§ **TASK BRIEF**:
Write out exactly the lines that run from the one containing "Question. Place a dot on every instance of the wooden plank" to the end of the entries below, with both end lines included.

§ **EXERCISE INPUTS**:
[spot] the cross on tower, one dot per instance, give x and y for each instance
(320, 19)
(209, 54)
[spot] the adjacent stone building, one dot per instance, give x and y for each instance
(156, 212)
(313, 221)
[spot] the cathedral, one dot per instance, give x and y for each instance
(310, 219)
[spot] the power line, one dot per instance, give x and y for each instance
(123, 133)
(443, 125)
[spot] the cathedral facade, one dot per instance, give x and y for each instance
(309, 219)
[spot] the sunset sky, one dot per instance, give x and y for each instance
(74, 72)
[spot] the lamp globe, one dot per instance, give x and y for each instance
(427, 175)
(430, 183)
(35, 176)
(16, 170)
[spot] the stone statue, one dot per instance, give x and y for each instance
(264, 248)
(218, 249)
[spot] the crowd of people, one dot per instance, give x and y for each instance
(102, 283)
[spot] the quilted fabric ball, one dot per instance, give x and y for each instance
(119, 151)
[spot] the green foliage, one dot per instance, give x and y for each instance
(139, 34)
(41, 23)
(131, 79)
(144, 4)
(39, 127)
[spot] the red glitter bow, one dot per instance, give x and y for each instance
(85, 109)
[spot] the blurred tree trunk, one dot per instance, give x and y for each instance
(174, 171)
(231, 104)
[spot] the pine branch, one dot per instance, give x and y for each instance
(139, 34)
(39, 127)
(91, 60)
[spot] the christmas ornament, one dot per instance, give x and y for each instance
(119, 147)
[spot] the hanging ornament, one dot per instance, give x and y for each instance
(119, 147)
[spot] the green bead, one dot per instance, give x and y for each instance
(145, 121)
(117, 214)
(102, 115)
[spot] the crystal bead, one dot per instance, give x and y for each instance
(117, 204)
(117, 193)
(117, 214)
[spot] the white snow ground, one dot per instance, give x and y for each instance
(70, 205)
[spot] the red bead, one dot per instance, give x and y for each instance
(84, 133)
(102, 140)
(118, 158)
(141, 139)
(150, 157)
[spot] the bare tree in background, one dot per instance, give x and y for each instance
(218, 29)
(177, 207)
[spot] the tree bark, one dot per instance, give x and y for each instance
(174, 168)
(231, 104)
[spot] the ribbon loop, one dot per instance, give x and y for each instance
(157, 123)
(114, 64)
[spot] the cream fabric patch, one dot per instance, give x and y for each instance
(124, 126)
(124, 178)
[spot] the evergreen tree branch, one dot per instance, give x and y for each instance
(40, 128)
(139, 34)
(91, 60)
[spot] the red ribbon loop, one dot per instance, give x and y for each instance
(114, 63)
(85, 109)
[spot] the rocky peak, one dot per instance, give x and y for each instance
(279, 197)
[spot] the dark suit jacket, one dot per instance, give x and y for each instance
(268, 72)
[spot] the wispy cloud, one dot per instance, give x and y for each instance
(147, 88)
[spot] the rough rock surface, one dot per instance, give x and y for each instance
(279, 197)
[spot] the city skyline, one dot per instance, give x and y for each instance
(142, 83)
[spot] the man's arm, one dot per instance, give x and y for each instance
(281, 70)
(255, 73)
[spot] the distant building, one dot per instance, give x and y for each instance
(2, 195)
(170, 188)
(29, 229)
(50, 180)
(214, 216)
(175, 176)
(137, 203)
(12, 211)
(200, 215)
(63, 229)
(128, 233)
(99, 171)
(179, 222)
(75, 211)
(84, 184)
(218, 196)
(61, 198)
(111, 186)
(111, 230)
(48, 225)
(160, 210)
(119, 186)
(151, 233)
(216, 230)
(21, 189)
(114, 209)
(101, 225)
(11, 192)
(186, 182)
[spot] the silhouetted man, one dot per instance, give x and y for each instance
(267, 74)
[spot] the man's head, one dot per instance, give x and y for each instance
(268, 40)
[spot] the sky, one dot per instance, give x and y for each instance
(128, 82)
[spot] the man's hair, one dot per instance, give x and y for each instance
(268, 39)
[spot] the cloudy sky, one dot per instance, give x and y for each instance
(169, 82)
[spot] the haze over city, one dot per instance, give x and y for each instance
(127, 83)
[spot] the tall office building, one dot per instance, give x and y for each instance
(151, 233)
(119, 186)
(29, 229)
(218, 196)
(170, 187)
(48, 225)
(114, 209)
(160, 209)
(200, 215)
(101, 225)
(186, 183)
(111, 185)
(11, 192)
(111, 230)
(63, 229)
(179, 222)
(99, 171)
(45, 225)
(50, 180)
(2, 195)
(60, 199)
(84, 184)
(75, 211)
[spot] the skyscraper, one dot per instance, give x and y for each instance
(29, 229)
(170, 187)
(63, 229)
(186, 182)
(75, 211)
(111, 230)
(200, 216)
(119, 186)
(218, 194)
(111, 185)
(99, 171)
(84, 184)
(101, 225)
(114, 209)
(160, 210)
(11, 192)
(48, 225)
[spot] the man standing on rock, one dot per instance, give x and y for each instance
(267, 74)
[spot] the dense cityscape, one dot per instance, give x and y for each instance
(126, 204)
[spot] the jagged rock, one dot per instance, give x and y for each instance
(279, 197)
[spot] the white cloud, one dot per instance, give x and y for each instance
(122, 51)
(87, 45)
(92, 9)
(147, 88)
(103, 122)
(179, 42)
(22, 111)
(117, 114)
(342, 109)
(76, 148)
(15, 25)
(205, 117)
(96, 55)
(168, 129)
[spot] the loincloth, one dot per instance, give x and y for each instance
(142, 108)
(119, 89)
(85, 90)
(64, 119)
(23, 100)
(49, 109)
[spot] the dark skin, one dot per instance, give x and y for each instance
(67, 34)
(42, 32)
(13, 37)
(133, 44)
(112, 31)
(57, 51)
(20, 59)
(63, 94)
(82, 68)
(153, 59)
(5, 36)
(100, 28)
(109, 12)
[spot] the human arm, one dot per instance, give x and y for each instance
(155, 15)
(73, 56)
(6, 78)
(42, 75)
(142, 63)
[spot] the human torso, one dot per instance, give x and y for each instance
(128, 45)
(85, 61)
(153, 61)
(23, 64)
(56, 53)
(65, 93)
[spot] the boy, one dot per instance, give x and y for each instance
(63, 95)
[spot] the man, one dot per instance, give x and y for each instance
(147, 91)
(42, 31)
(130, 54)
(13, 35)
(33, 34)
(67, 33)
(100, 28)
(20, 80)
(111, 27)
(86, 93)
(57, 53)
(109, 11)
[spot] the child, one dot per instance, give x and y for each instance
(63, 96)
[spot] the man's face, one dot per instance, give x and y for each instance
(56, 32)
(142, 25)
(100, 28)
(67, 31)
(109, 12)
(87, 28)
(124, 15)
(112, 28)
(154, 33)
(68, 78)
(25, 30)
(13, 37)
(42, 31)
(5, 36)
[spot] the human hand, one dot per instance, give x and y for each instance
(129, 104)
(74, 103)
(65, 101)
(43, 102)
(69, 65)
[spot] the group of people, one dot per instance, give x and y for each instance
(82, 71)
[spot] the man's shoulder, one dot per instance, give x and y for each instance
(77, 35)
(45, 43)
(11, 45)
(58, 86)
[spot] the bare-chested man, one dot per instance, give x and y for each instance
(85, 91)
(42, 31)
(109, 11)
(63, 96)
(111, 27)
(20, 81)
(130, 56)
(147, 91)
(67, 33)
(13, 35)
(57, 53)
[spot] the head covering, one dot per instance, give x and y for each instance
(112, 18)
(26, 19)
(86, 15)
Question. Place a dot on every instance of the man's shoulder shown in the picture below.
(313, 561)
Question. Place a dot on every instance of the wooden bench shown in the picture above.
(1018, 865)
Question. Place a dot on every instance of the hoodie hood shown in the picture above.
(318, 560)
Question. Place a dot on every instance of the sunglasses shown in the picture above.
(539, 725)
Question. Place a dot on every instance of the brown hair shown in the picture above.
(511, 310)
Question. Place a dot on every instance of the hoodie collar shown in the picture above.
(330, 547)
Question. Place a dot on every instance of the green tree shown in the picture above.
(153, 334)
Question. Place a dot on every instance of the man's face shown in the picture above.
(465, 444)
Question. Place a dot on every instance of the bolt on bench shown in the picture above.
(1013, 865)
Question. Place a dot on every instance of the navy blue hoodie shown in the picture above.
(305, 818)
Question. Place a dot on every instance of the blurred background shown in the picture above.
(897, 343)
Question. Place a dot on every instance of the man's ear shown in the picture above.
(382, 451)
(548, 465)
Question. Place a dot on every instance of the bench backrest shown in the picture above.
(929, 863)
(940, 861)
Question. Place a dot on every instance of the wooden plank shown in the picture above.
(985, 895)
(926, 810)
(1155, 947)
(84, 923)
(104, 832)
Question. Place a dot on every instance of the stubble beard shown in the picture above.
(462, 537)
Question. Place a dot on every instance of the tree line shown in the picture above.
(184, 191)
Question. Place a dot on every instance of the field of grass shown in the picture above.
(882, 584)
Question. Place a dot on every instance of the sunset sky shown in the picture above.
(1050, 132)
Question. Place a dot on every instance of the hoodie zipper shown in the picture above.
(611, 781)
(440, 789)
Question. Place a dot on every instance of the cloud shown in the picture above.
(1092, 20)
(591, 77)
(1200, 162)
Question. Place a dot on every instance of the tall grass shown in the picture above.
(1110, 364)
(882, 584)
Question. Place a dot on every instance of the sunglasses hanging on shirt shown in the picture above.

§ **SOLUTION BELOW**:
Question. Place a dot on every instance of the wooden plank shown in the picture above.
(985, 895)
(926, 810)
(1155, 947)
(84, 923)
(104, 832)
Question. Place a dot on every instance of the stubble beard shown in the picture above.
(462, 537)
Question. Place a dot on every instance of the tree line shown in the picture above.
(184, 191)
Question. Place a dot on every instance of the field of grass shown in the picture above.
(882, 584)
Question. Place a dot on every instance of the sunset sky shown in the picture above.
(1050, 132)
Question. Place a dot on every instance of the hoodie zipper shown in the picture above.
(611, 781)
(440, 789)
Question. Place a dot on every instance of the cloud shown in the picture above.
(1092, 20)
(591, 77)
(1200, 162)
Question. Place a dot on every instance of the tall grass shown in the picture above.
(1110, 364)
(882, 584)
Question. Place a dot on every instance of the sunglasses hanging on shirt shown in the picture above.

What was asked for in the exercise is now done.